**Extrait de page**
La reconversion, parent pauvre des politiques d…
La réforme attendue du mécanisme de régulation des prix de l’électricité nucléaire en France a fait un pas en avant.
Le gouvernement a exposé son projet le 17 janvier dans une consultation et laisse deux mois aux parties prenantes pour répondre. La tâche est difficile puisqu’il y a deux objectifs a priori contradictoires à atteindre. Il faut en effet à la fois empêcher les factures d’électricité des français de s’envoler et en même temps sécuriser la capacité d’EDF à investir dans l’outil de production nucléaire.
La structure du mécanisme actuel, l’ARENH, devrait être modifiée en profondeur. Le volume d’électricité concerné serait considérablement augmenté en s’étendant à quasiment toute la production nucléaire d’EDF et le prix de vente serait encadré par deux valeurs fixées à l’avance par les pouvoirs publics. Ces valeurs ne sont pas encore connues.
La France possède un parc de centrales nucléaires capable de produire une part conséquente de l’électricité dont elle a besoin puisque, même si la loi prévoit de limiter la part du nucléaire dans la production électrique à 50 % à partir de 2035, elle était encore de 71 % en 2019[i]. La construction des centrales étant désormais financièrement amortie et leur coût marginal de production étant plus faible que celui des centrales thermiques, c’est une électricité nucléaire abondante et compétitive dont nous disposons. Sachant que les prix de marché, qui suivent la logique du merit order, sont très dépendants des prix des matières premières fossiles eux-mêmes très volatiles, le parc nucléaire français est perçu comme un « avantage compétitif »[ii] par le gouvernement.
Les variations des prix du marché de gros se répercutent dans les factures des consommateurs dont le coût d’approvisionnement représente près du tiers du montant TTC[iii]. L’optimisation de ce coût, avec celui de la marge commerciale, est donc un vrai levier de compétitivité. Et cela est d’autant plus vrai que le reste de la facture est constitué des taxes et du coût de l’acheminement sur lesquels aucune différenciation économique n’est possible pour les fournisseurs.

**Consigne de l'exercice**
D'après l'extrait sur la réforme des prix de l'électricité nucléaire, quelle part de la production électrique française le nucléaire représentait-il en 2019 ?

[Entrées enregistrées]

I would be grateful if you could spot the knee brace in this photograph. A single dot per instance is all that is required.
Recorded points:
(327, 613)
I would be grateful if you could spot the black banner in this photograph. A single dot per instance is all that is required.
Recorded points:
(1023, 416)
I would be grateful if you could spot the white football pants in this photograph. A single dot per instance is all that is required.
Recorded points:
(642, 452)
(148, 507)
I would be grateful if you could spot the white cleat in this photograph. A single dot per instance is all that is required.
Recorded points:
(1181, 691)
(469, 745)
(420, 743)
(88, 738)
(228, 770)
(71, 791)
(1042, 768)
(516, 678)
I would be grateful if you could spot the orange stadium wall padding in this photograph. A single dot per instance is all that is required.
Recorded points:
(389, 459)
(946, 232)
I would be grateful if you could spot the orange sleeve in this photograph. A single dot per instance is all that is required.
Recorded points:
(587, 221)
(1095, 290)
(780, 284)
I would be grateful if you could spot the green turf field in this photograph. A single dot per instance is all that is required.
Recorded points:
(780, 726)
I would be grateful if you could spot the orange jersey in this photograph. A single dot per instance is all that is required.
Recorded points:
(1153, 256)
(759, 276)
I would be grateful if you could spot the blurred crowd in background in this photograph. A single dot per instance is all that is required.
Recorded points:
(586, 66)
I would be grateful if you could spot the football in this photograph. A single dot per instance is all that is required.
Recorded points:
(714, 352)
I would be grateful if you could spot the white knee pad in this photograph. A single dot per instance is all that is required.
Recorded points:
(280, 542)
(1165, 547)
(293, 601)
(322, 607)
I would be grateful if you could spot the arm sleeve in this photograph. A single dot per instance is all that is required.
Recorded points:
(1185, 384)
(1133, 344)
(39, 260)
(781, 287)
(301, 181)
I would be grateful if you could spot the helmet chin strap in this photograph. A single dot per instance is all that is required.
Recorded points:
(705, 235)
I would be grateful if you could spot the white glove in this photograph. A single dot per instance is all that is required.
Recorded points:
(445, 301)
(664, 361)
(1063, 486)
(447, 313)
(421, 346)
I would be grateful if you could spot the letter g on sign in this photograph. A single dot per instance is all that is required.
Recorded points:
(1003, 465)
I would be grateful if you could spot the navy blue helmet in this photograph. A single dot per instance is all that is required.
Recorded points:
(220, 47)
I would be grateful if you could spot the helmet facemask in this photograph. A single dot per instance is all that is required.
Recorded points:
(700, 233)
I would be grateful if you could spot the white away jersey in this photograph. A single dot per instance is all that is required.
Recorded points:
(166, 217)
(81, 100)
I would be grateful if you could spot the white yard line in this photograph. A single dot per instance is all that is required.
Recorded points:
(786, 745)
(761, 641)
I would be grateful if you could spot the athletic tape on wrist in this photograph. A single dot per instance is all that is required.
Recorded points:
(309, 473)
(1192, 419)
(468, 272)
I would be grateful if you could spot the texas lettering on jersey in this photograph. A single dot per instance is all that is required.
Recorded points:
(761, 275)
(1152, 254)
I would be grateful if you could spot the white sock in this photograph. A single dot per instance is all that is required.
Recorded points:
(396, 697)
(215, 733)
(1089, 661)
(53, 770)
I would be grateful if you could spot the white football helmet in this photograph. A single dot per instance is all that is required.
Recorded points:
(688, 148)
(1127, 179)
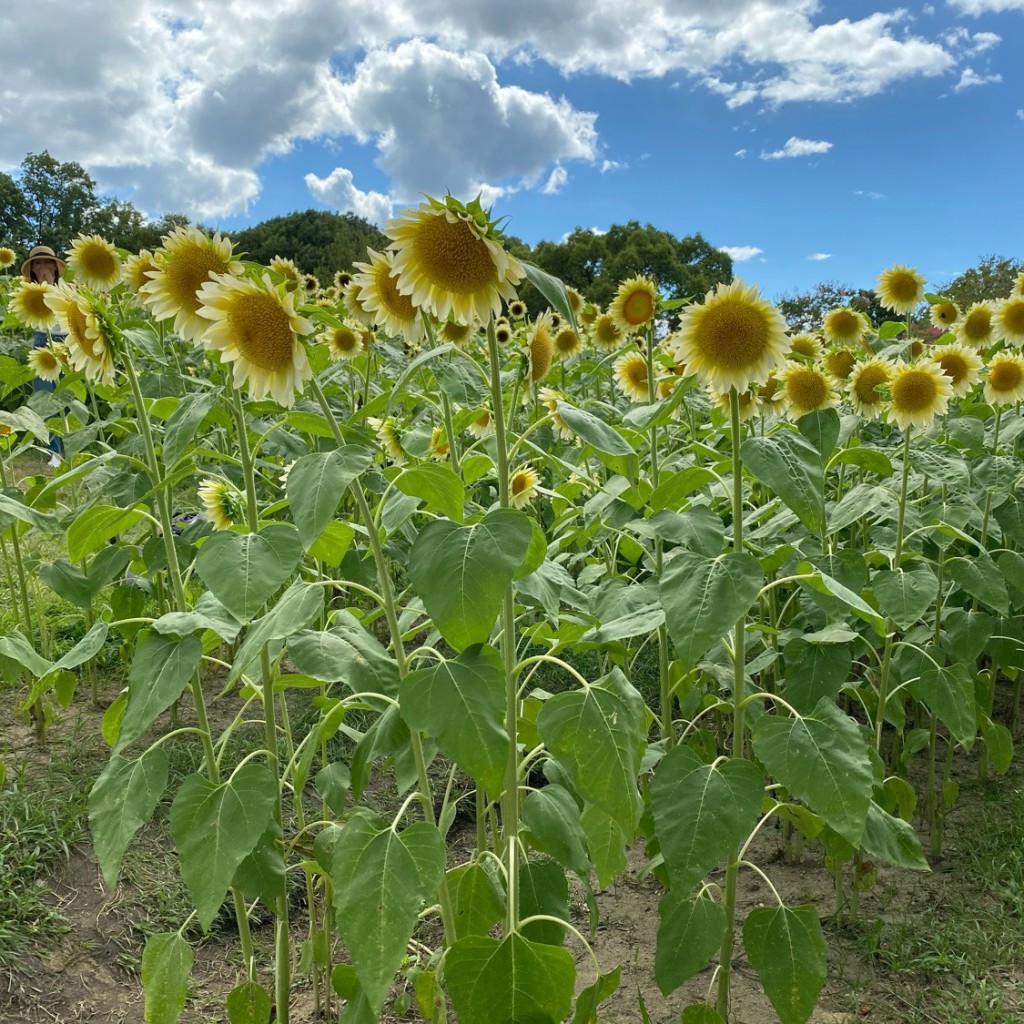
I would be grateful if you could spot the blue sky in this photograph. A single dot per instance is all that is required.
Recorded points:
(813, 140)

**Tâche réalisée**
71 % de la production électrique française.